> _SELECTED EXCERPT_
********************

A Counterfactual Regret Minimization poker solver written in C++17, with a static Next.js front end for inspecting the strategies it produces.
CFR-Edge solves imperfect-information poker by repeatedly walking the game tree, accumulating the regret of not having taken each action, and averaging the resulting strategies into an approximate Nash equilibrium. One engine drives three games of growing size: Kuhn Poker (12 information sets), Leduc Hold'em (288), and abstracted heads-up no-limit Texas Hold'em (33,260). For the two small games it also computes the exact best response to the average strategy, so the distance from equilibrium is measured rather than assumed. On Kuhn Poker, whose equilibrium is known and has exploitability exactly zero, the solver's average strategy reaches an exact best-response exploitability of 4.409 × 10⁻⁴ after 10,000 iterations.
An illustrative heads-up hand played by the solver against itself. Both seats follow the trained strategy, and the bet sizes are the solver's 33%, 75%, and 100% pot action abstraction. CFR-Edge computes the equilibrium; the table is where those decisions play out.
Build the solver and run every experiment:
cmake -B build -DCMAKE_BUILD_TYPE=Release cmake --build build --config Release ./build/cfr_solver
Highlights · How it works · The algorithm in equations · The solved strategy · Results · Correctness and validation · Build and run · Project structure
- Three CFR variants (CFR, CFR+, DCFR) share one traversal core and are selected per run, so their convergence can be compared directly on the same trees.
- Exact best-response exploitability for Kuhn and Leduc, computed by enumerating all deals (6 for Kuhn, 120 for Leduc) and grouping deals by information set, so the best-responding player cannot secretly play different actions in situations it cannot tell apart.
- On Kuhn Poker, where the equilibrium exploitability is exactly 0, DCFR reaches 4.409 × 10⁻⁴ after 10,000 iterations in about 0.02 seconds per run.
- Leduc Hold'em solved over its full 288-information-set tree, with exact exploitability between 3.834 × 10⁻³ and 7.873 × 10⁻³ depending on the variant.
- Heads-up no-limit Texas Hold'em scaled to 33,260 information sets through MCCFR external sampling, a 169-class preflop abstraction with suit isomorphism, and post-flop strength buckets.
- AVX2 and SSE2 batch regret matching over a structure-of-arrays store, with a scalar fallback so the same code builds anywhere.
- The C++ solver and the Next.js viewer stay fully decoupled through static JSON bundles, so the front end runs with no server, API, or solver binary.
A poker hand is a tree of decisions in which each player sees only part of the state. An information set is everything one player can observe at a decision point (its own cards and the public betting history) and nothing else. CFR plays the game against itself for many iterations. At every information set it tracks, for each action, how much better off it would have been had it always taken that action, weighted by the probability the opponent's play would have led there. Those cumulative regrets are turned into the next iteration's strategy by regret matching (play each action in proportion to its positive regret). The strategy that converges to equilibrium is not the last one played but the average of all of them, which is what the solver stores and exports.
Exploitability measures how far a strategy is from equilibrium: it is the average amount a perfectly best-responding opponent can win against it, in the game's own payoff units. It is zero at a Nash equilibrium and positive otherwise.

********************

(Source data)
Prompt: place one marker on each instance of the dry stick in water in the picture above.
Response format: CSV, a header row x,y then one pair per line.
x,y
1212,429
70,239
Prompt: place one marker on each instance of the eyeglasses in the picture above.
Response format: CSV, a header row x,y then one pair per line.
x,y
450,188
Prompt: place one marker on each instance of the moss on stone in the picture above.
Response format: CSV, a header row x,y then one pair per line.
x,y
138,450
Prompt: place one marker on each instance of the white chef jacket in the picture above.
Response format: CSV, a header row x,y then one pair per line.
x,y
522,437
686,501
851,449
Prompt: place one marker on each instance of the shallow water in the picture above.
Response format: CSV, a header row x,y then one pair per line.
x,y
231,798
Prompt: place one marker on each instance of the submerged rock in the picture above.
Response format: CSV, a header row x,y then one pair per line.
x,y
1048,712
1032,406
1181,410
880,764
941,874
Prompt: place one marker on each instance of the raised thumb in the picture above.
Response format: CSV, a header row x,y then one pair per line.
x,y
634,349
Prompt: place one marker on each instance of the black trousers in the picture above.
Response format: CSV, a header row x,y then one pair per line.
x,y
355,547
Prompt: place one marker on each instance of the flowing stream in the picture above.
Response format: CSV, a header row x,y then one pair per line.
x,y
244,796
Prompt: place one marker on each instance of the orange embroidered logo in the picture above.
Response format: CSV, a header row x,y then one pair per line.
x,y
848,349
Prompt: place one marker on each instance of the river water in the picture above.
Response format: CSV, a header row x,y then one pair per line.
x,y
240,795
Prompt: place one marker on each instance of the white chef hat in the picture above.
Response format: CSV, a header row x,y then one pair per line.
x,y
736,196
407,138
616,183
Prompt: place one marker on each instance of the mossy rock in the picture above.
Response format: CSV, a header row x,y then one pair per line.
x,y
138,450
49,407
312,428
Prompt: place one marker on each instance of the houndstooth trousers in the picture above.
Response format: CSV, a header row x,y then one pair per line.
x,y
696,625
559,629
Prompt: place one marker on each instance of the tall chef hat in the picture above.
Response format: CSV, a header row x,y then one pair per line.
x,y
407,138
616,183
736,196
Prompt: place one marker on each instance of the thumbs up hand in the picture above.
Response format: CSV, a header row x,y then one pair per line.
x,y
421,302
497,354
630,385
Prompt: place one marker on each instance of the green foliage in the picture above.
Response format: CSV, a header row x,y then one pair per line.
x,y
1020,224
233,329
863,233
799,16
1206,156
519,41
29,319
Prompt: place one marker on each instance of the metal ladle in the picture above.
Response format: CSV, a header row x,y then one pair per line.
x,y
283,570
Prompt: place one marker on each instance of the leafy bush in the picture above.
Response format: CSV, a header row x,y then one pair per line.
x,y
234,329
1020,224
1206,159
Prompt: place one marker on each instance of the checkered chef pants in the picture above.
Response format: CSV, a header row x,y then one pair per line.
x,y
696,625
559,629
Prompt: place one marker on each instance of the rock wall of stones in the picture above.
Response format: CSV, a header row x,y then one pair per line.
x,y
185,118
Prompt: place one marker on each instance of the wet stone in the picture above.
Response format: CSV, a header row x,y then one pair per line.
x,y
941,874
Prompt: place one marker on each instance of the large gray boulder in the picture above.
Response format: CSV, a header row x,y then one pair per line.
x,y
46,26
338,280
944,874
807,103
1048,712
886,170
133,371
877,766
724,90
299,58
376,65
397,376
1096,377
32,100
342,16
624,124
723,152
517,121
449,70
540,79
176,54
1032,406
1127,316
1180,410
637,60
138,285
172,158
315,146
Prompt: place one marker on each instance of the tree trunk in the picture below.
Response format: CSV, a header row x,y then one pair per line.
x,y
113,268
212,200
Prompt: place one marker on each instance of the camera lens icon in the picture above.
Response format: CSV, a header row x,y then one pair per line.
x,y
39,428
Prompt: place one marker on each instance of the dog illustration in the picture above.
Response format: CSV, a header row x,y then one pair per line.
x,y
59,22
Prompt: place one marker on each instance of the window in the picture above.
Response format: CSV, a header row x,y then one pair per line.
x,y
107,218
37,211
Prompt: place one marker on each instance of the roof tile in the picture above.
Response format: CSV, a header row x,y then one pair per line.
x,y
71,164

********************

> _WRITTEN TASKS_
a. In the CFR-Edge description, which bet sizes make up the solver's action abstraction?
b. Duplicate the portion of the CFR-Edge description starting at "- Leduc Hold'em" and ending at "on the variant.".

> _THE RESPONSES_
a. 33%, 75%, and 100% of the pot.

b.
- Leduc Hold'em solved over its full 288-information-set tree, with exact exploitability between 3.834 × 10⁻³ and 7.873 × 10⁻³ depending on the variant.